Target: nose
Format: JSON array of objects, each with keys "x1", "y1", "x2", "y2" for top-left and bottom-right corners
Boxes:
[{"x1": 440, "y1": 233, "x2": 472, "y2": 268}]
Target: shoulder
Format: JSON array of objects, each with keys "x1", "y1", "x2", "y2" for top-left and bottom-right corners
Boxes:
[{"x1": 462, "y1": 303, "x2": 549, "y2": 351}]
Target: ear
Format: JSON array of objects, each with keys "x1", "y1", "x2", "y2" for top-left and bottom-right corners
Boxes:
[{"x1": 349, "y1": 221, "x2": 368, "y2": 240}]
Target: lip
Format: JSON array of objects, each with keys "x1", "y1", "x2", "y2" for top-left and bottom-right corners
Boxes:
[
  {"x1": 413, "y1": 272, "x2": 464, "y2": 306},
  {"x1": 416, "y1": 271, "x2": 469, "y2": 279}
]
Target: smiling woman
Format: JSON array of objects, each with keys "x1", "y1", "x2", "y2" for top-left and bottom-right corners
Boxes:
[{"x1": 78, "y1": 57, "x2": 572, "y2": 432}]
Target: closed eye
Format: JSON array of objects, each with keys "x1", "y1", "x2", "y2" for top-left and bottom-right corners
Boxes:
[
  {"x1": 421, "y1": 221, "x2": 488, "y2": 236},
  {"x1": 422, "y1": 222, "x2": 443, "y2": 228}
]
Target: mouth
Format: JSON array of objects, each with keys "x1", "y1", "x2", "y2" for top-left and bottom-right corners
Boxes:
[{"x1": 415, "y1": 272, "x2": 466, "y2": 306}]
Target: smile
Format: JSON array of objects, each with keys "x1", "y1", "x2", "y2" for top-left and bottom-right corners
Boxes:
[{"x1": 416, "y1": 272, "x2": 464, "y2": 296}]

■ **GIVEN PROBLEM**
Reproduce all of the data above verbatim, line for line.

■ **ANSWER**
Target: nose
Format: JSON array of objects, each with keys "x1", "y1", "x2", "y2" for top-left and bottom-right corners
Boxes:
[{"x1": 440, "y1": 233, "x2": 472, "y2": 268}]
Target: shoulder
Format: JSON array of objects, each with keys "x1", "y1", "x2", "y2" for top-left and bottom-right corners
Boxes:
[{"x1": 462, "y1": 303, "x2": 549, "y2": 351}]
Target: ear
Format: JSON array of objects, each with keys "x1", "y1", "x2", "y2" for top-left and bottom-right corners
Boxes:
[{"x1": 349, "y1": 221, "x2": 368, "y2": 240}]
Target: lip
Format: JSON array of objects, each with keys "x1", "y1", "x2", "y2" for top-left and bottom-right corners
Boxes:
[
  {"x1": 413, "y1": 272, "x2": 464, "y2": 306},
  {"x1": 416, "y1": 271, "x2": 469, "y2": 279}
]
Target: smiling woman
Format: JSON array of objects, each with keys "x1", "y1", "x2", "y2" for top-left and bottom-right corners
Boxes:
[{"x1": 78, "y1": 57, "x2": 572, "y2": 432}]
Target: closed eye
Format: JSON array of objects, each with keys "x1", "y1", "x2", "y2" for top-left and bottom-right corners
Boxes:
[
  {"x1": 421, "y1": 221, "x2": 488, "y2": 236},
  {"x1": 422, "y1": 222, "x2": 443, "y2": 228}
]
Target: mouth
Format: JSON array of objects, each with keys "x1", "y1", "x2", "y2" for top-left and bottom-right corners
Boxes:
[{"x1": 415, "y1": 272, "x2": 466, "y2": 306}]
Target: smile
Format: JSON array of objects, each with keys "x1", "y1", "x2", "y2" for top-left and bottom-right corners
Boxes:
[{"x1": 416, "y1": 272, "x2": 464, "y2": 296}]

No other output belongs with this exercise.